▸ WHAT NEEDS TO BE DONE:
Find where "Query: shadow on grass" appears in the entries below. That line and all lines after it, through the last, are to be duplicated exactly, with nothing else.

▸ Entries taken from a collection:
------------------------------------------------------------

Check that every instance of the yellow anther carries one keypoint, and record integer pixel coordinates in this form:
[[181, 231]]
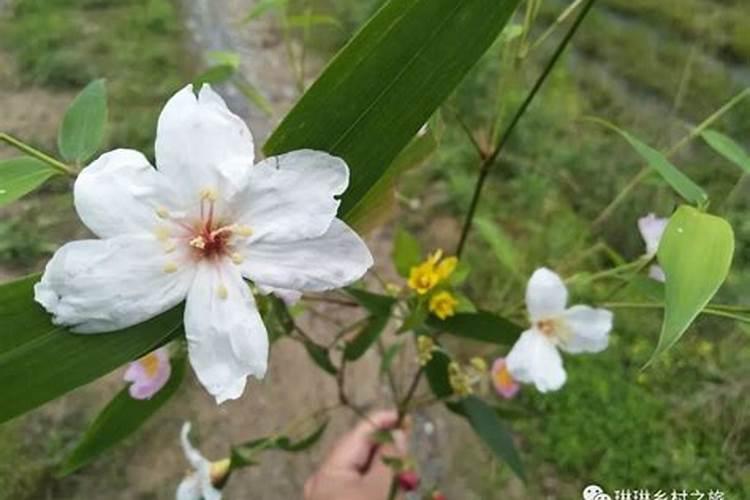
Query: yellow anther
[[243, 230], [162, 233], [169, 267], [169, 246], [198, 242], [208, 194]]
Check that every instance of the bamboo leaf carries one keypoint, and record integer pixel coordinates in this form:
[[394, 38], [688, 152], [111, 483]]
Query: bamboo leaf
[[389, 79], [729, 149], [482, 326], [82, 129], [695, 252], [20, 176], [680, 182], [45, 361], [120, 418]]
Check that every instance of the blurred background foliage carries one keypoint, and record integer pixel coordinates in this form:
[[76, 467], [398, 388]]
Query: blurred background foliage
[[653, 67]]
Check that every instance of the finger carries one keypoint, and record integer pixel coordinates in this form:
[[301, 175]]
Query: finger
[[353, 450]]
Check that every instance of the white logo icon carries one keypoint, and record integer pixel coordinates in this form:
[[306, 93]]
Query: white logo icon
[[595, 492]]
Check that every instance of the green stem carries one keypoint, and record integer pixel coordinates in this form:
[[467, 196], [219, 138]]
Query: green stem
[[710, 310], [487, 164], [646, 170], [21, 146]]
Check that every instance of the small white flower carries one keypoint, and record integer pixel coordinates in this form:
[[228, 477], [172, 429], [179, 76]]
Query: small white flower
[[198, 483], [534, 359], [193, 229], [652, 228]]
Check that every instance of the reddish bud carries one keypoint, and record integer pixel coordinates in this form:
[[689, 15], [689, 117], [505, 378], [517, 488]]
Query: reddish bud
[[408, 480]]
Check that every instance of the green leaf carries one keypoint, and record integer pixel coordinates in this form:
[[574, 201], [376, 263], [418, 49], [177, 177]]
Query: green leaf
[[407, 252], [121, 418], [728, 148], [245, 454], [482, 326], [485, 422], [387, 81], [19, 176], [416, 317], [696, 253], [680, 182], [436, 372], [376, 304], [356, 347], [285, 444], [320, 356], [379, 201], [263, 6], [213, 75], [45, 361], [502, 247], [309, 20], [83, 125]]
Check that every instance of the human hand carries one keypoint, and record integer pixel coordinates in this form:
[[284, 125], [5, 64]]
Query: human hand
[[354, 470]]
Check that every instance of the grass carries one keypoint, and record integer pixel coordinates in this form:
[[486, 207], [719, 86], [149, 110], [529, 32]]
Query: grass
[[137, 45], [682, 423]]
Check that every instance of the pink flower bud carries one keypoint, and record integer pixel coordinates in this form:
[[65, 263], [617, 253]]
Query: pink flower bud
[[408, 480]]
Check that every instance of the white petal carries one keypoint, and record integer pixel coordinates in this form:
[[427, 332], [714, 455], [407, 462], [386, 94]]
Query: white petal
[[227, 340], [189, 488], [120, 193], [292, 196], [546, 295], [335, 259], [196, 459], [586, 329], [652, 228], [534, 360], [290, 297], [106, 285], [200, 144]]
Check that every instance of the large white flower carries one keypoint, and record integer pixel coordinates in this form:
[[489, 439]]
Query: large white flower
[[194, 228], [652, 228], [534, 359], [200, 482]]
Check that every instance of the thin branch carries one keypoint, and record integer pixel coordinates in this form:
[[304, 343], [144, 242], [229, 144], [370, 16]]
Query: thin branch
[[57, 165], [490, 160]]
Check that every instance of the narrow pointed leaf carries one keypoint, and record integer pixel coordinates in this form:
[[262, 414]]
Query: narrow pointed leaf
[[121, 418], [728, 148], [485, 422], [436, 372], [680, 182], [82, 128], [696, 253], [45, 361], [407, 252], [385, 84], [20, 176], [482, 326]]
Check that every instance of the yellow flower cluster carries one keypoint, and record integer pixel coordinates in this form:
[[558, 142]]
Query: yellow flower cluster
[[429, 274], [463, 379], [443, 304], [425, 348]]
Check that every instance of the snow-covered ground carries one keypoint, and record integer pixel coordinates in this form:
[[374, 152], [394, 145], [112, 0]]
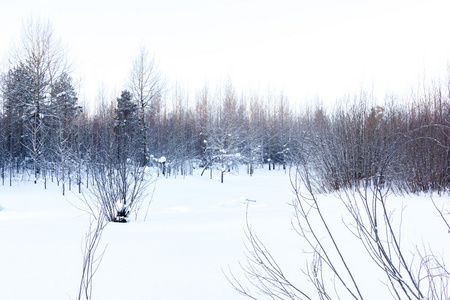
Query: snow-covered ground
[[192, 234]]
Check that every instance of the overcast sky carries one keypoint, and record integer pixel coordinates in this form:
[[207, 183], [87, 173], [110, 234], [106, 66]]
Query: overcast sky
[[308, 49]]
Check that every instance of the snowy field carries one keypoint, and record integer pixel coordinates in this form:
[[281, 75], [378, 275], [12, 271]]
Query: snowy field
[[192, 234]]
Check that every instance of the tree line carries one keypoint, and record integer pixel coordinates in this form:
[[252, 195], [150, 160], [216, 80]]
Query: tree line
[[46, 133]]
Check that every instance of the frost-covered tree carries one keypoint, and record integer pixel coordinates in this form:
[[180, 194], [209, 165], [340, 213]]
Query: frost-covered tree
[[65, 109], [226, 140], [146, 84]]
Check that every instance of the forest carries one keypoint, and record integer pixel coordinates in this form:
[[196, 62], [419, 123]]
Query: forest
[[47, 134], [360, 150]]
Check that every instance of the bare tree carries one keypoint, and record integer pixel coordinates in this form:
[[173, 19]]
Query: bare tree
[[91, 261], [330, 271], [146, 84]]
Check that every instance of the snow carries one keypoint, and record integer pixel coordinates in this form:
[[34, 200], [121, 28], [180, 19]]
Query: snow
[[193, 233]]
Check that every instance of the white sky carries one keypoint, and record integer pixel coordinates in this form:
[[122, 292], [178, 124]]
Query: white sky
[[308, 49]]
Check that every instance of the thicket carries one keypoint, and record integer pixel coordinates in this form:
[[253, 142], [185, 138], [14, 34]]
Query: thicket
[[46, 133]]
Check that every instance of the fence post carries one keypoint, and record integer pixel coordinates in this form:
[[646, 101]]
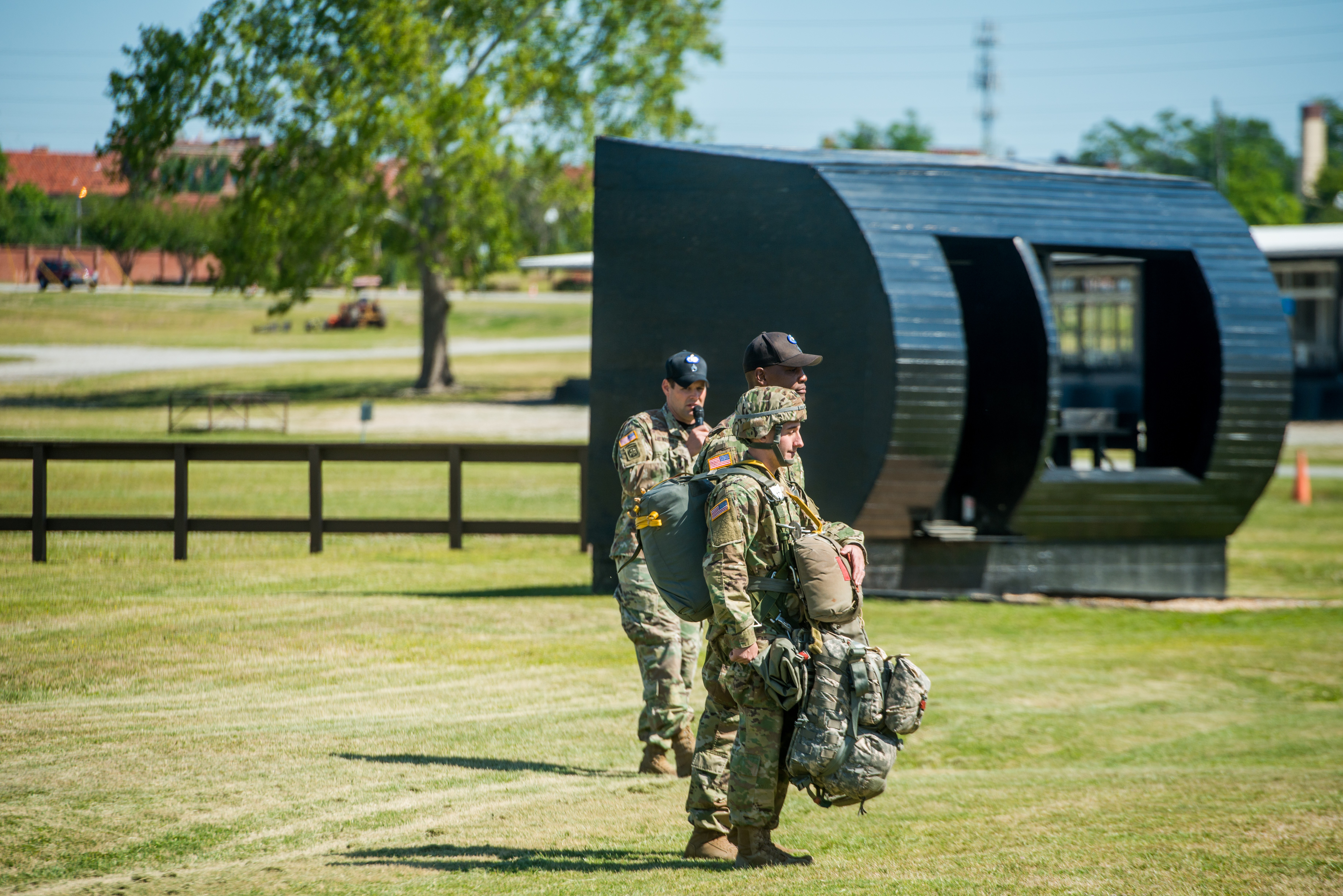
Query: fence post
[[455, 496], [315, 499], [583, 542], [40, 504], [179, 503]]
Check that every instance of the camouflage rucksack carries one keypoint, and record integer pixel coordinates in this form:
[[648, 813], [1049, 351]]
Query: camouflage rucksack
[[848, 735]]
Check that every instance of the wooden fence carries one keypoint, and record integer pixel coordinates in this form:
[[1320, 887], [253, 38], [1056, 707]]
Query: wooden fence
[[183, 453]]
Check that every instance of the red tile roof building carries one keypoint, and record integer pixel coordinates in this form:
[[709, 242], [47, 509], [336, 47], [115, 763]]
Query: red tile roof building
[[65, 173]]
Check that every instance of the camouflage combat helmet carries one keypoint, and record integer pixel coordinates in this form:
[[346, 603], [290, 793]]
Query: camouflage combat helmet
[[765, 410]]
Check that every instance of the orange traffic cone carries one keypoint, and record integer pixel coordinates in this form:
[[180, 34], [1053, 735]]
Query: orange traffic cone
[[1302, 491]]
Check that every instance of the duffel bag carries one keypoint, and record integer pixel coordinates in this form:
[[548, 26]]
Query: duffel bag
[[840, 754]]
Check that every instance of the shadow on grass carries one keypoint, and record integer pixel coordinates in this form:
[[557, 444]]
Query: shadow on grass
[[510, 860], [530, 592], [70, 395], [484, 764], [158, 397]]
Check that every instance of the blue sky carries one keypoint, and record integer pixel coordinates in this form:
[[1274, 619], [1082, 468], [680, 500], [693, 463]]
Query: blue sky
[[796, 70]]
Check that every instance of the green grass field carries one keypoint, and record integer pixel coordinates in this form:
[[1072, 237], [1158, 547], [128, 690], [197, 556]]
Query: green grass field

------------------------------------------------------------

▸ OUTPUT FOR THIS TASK:
Query: shadow on grass
[[510, 860], [530, 592], [70, 395], [484, 764], [158, 397]]
Check that every instance of the blue sky carries one keypoint, and record integer pixel coordinates in this form:
[[1274, 619], [1082, 468], [680, 500], [693, 463]]
Query: blue sky
[[796, 70]]
Check that every instance of the green grass field carries one keypoint, and record integer pixel coordinates in this form:
[[1072, 237], [1158, 547], [128, 690], [197, 556]]
Query: green grass field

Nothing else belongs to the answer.